» **EXERCISE DESCRIPTION**
Rewrite the lines below, changing "pixels" to "px" and keeping everything else the same. Leave the pictures out of your answer.

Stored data
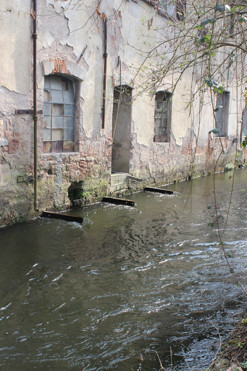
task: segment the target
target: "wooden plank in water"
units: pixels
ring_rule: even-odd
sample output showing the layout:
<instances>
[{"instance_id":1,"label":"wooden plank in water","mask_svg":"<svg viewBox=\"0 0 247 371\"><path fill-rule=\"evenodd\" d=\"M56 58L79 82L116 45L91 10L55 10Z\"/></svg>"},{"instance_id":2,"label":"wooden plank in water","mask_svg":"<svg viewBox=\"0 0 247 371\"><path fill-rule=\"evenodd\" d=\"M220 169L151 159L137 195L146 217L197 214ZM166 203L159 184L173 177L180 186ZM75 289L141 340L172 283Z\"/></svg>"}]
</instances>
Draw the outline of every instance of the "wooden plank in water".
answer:
<instances>
[{"instance_id":1,"label":"wooden plank in water","mask_svg":"<svg viewBox=\"0 0 247 371\"><path fill-rule=\"evenodd\" d=\"M134 206L135 201L125 198L118 198L116 197L103 197L101 200L102 202L108 202L110 204L116 205L127 205L128 206Z\"/></svg>"},{"instance_id":2,"label":"wooden plank in water","mask_svg":"<svg viewBox=\"0 0 247 371\"><path fill-rule=\"evenodd\" d=\"M60 213L54 213L51 211L43 211L41 216L45 218L52 218L53 219L60 219L66 221L76 221L81 224L83 222L83 218L75 215L71 215L69 214L62 214Z\"/></svg>"},{"instance_id":3,"label":"wooden plank in water","mask_svg":"<svg viewBox=\"0 0 247 371\"><path fill-rule=\"evenodd\" d=\"M151 187L145 187L144 191L148 191L148 192L157 192L158 193L167 193L167 194L173 194L173 191L169 191L166 189L161 189L160 188L154 188Z\"/></svg>"}]
</instances>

» **RESPONSE**
task: segment the target
target: "wooden plank in water"
units: px
ring_rule: even-odd
sample output showing the layout:
<instances>
[{"instance_id":1,"label":"wooden plank in water","mask_svg":"<svg viewBox=\"0 0 247 371\"><path fill-rule=\"evenodd\" d=\"M56 58L79 82L116 45L91 10L55 10Z\"/></svg>"},{"instance_id":2,"label":"wooden plank in water","mask_svg":"<svg viewBox=\"0 0 247 371\"><path fill-rule=\"evenodd\" d=\"M220 169L151 159L137 195L146 217L197 214ZM166 203L159 184L173 177L180 186ZM75 289L141 340L172 283Z\"/></svg>"}]
</instances>
Draw the outline of every instance of the "wooden plank in water".
answer:
<instances>
[{"instance_id":1,"label":"wooden plank in water","mask_svg":"<svg viewBox=\"0 0 247 371\"><path fill-rule=\"evenodd\" d=\"M134 206L135 201L125 198L118 198L116 197L103 197L101 200L102 202L108 202L110 204L116 205L127 205L128 206Z\"/></svg>"},{"instance_id":2,"label":"wooden plank in water","mask_svg":"<svg viewBox=\"0 0 247 371\"><path fill-rule=\"evenodd\" d=\"M60 213L54 213L51 211L43 211L41 216L45 218L52 218L53 219L60 219L66 221L76 221L81 224L83 222L83 218L75 215L71 215L69 214L62 214Z\"/></svg>"},{"instance_id":3,"label":"wooden plank in water","mask_svg":"<svg viewBox=\"0 0 247 371\"><path fill-rule=\"evenodd\" d=\"M151 187L145 187L144 191L148 191L148 192L157 192L158 193L167 193L167 194L173 194L173 191L169 191L166 189L161 189L160 188L154 188Z\"/></svg>"}]
</instances>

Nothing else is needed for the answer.